What the task asks:
Copy the records below exactly.

Provided data:
*****

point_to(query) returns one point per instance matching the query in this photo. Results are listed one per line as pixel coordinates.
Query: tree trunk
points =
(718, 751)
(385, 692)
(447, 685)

*****

Answer section:
point_to(query) returns one point per instance matching the query in this photo. Results are listed one per line as pixel coordinates.
Query: tree trunk
points =
(718, 751)
(385, 692)
(447, 685)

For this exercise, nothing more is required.